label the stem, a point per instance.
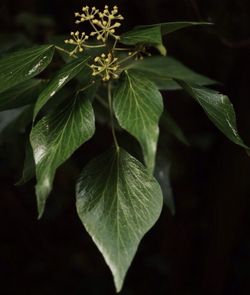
(111, 116)
(122, 49)
(65, 51)
(85, 87)
(127, 58)
(94, 46)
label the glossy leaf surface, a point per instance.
(54, 139)
(118, 201)
(23, 65)
(68, 72)
(152, 34)
(21, 94)
(162, 69)
(218, 108)
(138, 106)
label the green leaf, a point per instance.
(63, 76)
(152, 34)
(162, 174)
(23, 65)
(161, 70)
(29, 167)
(21, 94)
(170, 125)
(54, 139)
(118, 201)
(138, 106)
(218, 108)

> **STATED GOAL**
Convert the lines above into a two-column CSV with the header text,answer. Give one row for each line that begins with "label the", with that line in the text column and the coordinate lines after it in the answer column; quote each field, replace line breaks with spaces, and omit the picture line.

> **RESULT FOR THIS TASK**
text,answer
"label the stem, a point per instance.","(111, 116) (122, 49) (65, 51) (85, 87) (127, 58) (94, 46)"
"label the glossy leaf surface, a point per instance.","(54, 139) (118, 201) (23, 65) (68, 72) (152, 34) (21, 94) (162, 69) (218, 108) (138, 106)"
"label the green leaf, a point per instance.","(63, 76) (152, 34) (162, 174) (23, 65) (161, 70) (29, 167) (21, 94) (170, 125) (54, 139) (118, 201) (138, 106) (218, 108)"